[TEXT PROVIDED]:
_____

I get what you're saying and think, especially in the case of brain disorders, we need to talk more about finding a balance on patient privacy versus public safety quite frankly.

My mom hid her dementia from me for a VERY long time. By the time I was aware, she was well into mid-stage (easy to accomplish as I didn't live locally). The fact that she continued to drive (and had multiple fender benders) was dangerous. The fact that she was managing the money for the church she belonged to was dangerous. The list goes on and on.

I think in most medical conditions, where there is no potential harm to others, patient privacy should be protected entirely. But when we're talking cognitive decline where impairment could lead to unsafe decision making that could directly harm someone else I think we need slightly different parameters.

mimosalane, ok, let me see if I can shed some light on this situation. Patients do have rights though HIPAA [Health Insurance Portability and Accountability Act], otherwise information can fall into too many hands.

_____

[SOURCE DATA]:
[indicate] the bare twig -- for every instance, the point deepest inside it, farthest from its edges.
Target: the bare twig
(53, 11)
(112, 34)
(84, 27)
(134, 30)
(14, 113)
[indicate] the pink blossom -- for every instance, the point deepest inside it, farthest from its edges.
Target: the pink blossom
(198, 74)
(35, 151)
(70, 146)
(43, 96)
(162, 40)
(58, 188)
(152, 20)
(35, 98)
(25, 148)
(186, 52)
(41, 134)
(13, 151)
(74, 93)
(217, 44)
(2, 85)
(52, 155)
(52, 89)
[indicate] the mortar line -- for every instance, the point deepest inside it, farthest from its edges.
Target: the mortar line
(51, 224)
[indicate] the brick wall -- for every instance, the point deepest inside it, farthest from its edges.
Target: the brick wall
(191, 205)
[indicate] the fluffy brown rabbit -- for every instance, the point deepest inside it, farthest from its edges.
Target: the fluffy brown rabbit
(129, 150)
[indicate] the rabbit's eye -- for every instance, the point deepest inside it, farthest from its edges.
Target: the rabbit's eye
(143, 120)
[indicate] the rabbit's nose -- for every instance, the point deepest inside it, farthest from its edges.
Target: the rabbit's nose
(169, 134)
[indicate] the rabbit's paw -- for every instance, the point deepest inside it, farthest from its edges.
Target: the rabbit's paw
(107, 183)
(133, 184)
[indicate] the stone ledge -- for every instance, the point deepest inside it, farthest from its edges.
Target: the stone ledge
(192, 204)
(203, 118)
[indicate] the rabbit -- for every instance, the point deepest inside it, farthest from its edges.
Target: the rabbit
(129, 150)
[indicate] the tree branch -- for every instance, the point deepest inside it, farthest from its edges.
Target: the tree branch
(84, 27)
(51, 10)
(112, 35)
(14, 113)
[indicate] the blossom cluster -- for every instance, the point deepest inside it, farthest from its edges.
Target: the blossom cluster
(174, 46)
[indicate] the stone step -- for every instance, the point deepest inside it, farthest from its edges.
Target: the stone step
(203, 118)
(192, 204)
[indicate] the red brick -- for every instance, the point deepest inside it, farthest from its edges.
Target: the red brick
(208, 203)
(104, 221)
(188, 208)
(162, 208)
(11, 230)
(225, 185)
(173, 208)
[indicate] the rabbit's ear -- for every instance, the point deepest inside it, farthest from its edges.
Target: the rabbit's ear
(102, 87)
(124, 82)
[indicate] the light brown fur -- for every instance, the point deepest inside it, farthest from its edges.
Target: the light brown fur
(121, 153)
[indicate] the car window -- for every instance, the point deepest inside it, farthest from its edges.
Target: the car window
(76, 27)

_____

[ACTIVITIES]:
[1] In the post on dementia and patient privacy, list every passage enclosed in parentheses or square brackets.
[2] Set down word for word the part of the dementia post that opens with the words containing "I think in most" and closes with "slightly different parameters.".
[3] Extend the post on dementia and patient privacy, picking up after its final sentence.
The lines have no connection to the post on dementia and patient privacy.

[ANSWERS FOR THE EXERCISE]:
[1]
- (easy to accomplish as I didn't live locally)
- (and had multiple fender benders)
- [Health Insurance Portability and Accountability Act]

[2]
I think in most medical conditions, where there is no potential harm to others, patient privacy should be protected entirely. But when we're talking cognitive decline where impairment could lead to unsafe decision making that could directly harm someone else I think we need slightly different parameters.

[3]
My parents had kept from me that they both had cancer. I had no idea until the time came when I needed to drive them and sit in on their doctor appointments. But my parents were always very private about their health. It runs in the family, I never told my parents when I had cancer, neither.

My parents HIPAA was between the both of them. I was not listed until they needed me to act upon their medical Power of Attorney.

And there is always a chance that one's parent will not tell the doctor that something is wrong. With dementia, one can do what is called "showtiming" thus making them look and act like everything is normal.

mimosalane, I am moving your post closer to the front of the line. Hopefully someone who has had this experience can help you.